# INSTRUCTIONS TO FOLLOW
Reprint the entries without altering anything.

# DATASET
________

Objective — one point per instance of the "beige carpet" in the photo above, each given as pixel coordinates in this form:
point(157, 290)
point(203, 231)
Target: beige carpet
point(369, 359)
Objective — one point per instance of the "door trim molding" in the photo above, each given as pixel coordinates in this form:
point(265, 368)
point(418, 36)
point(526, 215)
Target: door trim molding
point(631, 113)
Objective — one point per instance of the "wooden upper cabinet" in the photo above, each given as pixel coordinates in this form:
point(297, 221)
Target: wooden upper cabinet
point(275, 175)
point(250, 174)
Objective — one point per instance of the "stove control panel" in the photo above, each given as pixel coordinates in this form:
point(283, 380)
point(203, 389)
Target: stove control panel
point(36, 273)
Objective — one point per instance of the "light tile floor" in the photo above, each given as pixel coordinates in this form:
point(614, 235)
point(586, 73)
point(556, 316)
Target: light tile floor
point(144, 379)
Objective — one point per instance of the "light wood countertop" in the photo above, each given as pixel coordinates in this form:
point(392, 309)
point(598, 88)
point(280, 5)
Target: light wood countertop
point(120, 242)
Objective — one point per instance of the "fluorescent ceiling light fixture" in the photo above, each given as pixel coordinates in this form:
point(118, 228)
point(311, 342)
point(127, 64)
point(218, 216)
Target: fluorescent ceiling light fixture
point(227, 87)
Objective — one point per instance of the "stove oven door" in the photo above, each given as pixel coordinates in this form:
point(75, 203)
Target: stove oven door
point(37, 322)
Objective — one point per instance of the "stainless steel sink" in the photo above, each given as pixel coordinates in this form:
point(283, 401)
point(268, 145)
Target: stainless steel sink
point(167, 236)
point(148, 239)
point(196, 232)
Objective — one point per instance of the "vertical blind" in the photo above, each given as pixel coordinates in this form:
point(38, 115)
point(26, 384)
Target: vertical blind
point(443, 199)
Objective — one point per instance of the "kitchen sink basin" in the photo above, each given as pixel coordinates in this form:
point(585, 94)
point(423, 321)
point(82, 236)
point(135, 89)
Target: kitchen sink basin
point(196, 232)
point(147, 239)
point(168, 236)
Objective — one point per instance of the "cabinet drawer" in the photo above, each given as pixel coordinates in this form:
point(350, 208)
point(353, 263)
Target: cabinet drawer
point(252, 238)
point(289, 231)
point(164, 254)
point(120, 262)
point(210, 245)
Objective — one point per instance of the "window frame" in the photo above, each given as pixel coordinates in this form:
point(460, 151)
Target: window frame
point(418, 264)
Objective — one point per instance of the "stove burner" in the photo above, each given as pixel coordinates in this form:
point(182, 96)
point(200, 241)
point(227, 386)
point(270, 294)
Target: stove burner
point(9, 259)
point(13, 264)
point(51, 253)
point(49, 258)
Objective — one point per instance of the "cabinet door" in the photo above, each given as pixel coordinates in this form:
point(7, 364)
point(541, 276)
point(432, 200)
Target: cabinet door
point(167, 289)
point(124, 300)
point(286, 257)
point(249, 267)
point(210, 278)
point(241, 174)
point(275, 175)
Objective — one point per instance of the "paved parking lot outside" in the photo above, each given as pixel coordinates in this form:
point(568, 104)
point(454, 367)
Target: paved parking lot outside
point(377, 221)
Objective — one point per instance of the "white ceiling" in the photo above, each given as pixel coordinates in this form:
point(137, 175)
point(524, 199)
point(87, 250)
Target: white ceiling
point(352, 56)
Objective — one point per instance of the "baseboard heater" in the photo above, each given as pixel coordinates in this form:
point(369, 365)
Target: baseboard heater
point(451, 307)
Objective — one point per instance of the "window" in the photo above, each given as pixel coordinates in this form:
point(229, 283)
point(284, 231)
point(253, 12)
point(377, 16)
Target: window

________

# RESULT
Objective — one point per instance of the "beige carpet" in the photo above, each given as pixel coordinates in this form:
point(157, 290)
point(203, 231)
Target: beige carpet
point(369, 359)
Objective — one point per instance of the "door trim molding" in the photo above, each given as pixel coordinates in this form:
point(265, 368)
point(418, 36)
point(526, 215)
Target: door trim molding
point(631, 113)
Objective — one point per instance of the "wooden upper cabinet" in the photo above, each given as pixel coordinates in this form:
point(297, 221)
Target: wooden upper cabinet
point(275, 175)
point(250, 174)
Objective — one point per instance of the "stove control panel" in the photo above, each given as pixel coordinates in this form:
point(283, 380)
point(203, 389)
Target: stove control panel
point(36, 273)
Objective — one point per instance of the "light tile floor" in the photo above, each given as pixel coordinates in this form:
point(614, 235)
point(586, 73)
point(556, 316)
Target: light tile floor
point(144, 379)
Objective — one point per instance of the "light wood countertop" in the photo above, each given as pixel coordinates in this form:
point(392, 309)
point(598, 88)
point(280, 5)
Target: light wood countertop
point(120, 242)
Objective — one point per instance of the "fluorescent ceiling light fixture" in the photo above, each given as pixel coordinates in this form:
point(118, 228)
point(311, 342)
point(127, 64)
point(218, 216)
Target: fluorescent ceiling light fixture
point(227, 87)
Objective — one point per instance of the "stove oven door" in the photo above, each given as pixel coordinates in this form:
point(75, 203)
Target: stove oven door
point(37, 322)
Objective — one point per instance of the "stainless steel sink" in the photo above, each given as pixel coordinates in this form:
point(283, 401)
point(268, 145)
Target: stainless steel sink
point(167, 236)
point(148, 239)
point(196, 232)
Objective — one point per instance of the "vertical blind" in the photo above, each given as pixel coordinates in this form:
point(38, 115)
point(26, 384)
Target: vertical blind
point(443, 199)
Objective — one point per instance of the "kitchen sink basin" in the photo above, each given as pixel coordinates in this form:
point(585, 94)
point(423, 321)
point(82, 236)
point(135, 89)
Target: kitchen sink basin
point(196, 232)
point(147, 239)
point(168, 236)
Objective — one point per instance of the "cabinet drawer" in the photo above, each given as pixel coordinates in this form:
point(350, 208)
point(353, 263)
Target: cabinet drawer
point(252, 238)
point(289, 231)
point(164, 254)
point(120, 262)
point(210, 245)
Objective — one point per instance of the "window frame" in the photo above, each given as pixel coordinates in this form:
point(460, 151)
Target: window frame
point(418, 264)
Objective — one point per instance of the "stove burner" in the photo above, each given as pixel coordinates in this form:
point(182, 96)
point(200, 241)
point(227, 386)
point(270, 294)
Target: stove burner
point(9, 259)
point(13, 264)
point(51, 253)
point(49, 258)
Objective — one point per instance of the "cabinet door" in the photo above, each given as pixel coordinates in this form:
point(7, 364)
point(541, 276)
point(432, 200)
Target: cabinet door
point(167, 289)
point(124, 300)
point(286, 257)
point(249, 267)
point(210, 278)
point(241, 174)
point(275, 175)
Objective — one point per instance of the "paved parking lot outside" in the photo above, each given as pixel coordinates in this form:
point(568, 104)
point(454, 367)
Target: paved parking lot outside
point(377, 221)
Objective — one point per instance of the "white ceiling" in the photo above, each given as pixel coordinates in this form:
point(137, 175)
point(524, 199)
point(87, 250)
Target: white ceiling
point(352, 56)
Objective — one point per instance of the "baseboard heater" in the photo above, each given as pixel coordinates in this form:
point(369, 365)
Target: baseboard heater
point(451, 307)
Objective — one point per instance of the "window" in the photo above, each given as pixel coordinates in this form:
point(229, 283)
point(284, 231)
point(253, 12)
point(377, 16)
Target: window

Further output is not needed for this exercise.